WHAT TO WORK ON: The line containing "Does any buffalo's" marks where to begin; quote it and every line after it through the end of the data, exactly as written.

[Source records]

BEGIN

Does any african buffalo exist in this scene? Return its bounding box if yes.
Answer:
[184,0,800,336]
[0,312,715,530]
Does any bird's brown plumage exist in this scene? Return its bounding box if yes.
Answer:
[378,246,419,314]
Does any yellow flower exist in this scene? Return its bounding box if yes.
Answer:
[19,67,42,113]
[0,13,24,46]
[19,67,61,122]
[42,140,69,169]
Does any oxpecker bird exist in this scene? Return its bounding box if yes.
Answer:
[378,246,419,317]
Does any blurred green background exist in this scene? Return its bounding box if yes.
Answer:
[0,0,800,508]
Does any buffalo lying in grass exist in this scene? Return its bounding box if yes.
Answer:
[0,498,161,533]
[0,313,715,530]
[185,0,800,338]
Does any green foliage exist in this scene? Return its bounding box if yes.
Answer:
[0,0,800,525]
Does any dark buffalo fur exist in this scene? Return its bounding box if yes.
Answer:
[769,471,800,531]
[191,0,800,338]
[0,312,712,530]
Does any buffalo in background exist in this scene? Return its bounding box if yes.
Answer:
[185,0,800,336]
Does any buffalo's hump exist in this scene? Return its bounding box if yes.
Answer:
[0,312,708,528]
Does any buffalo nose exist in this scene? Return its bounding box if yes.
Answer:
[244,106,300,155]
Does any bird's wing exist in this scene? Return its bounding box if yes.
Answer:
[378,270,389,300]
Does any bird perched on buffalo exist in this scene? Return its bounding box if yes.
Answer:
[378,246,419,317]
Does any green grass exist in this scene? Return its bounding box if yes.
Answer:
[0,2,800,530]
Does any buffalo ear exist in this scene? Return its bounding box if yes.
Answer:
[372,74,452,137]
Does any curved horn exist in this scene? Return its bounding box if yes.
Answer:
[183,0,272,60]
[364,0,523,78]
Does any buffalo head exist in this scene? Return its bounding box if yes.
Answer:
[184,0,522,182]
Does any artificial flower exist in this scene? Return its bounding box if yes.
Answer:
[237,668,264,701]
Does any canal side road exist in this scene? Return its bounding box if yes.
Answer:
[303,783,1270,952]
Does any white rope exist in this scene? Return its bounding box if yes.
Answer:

END

SOLUTION BELOW:
Does any buffalo's hump exist in this scene? Return its bounding box if yes.
Answer:
[0,312,708,528]
Does any buffalo nose exist in this scene? Return its bounding box if yes.
Answer:
[244,106,300,155]
Does any bird's wing exist in this scene? Return its bounding box if yes.
Answer:
[378,270,389,300]
Does any bird perched on buffalo exist in this scene? Return its bounding box if yes.
Answer:
[378,246,419,317]
Does any green grass exist in this scene? Return its bounding box if yes.
Answer:
[0,2,800,530]
Does any buffalo ear exist in this scene? Return its bounding box if yes.
Answer:
[372,74,452,137]
Does any curved horn exist in this scene? Return its bounding box if yes.
Answer:
[183,0,272,60]
[364,0,523,78]
Does any buffalo head exist in this scene? Return its bounding box if yes.
Answer:
[184,0,522,182]
Does any artificial flower exist in this scene? Return its bounding box if yes.
Answer:
[237,668,264,701]
Does any canal side road exist in this scene? Return its bounding box if yes.
Answer:
[303,783,1270,952]
Does any white rope exist in this scene? Return its bounding box if yes.
Answer:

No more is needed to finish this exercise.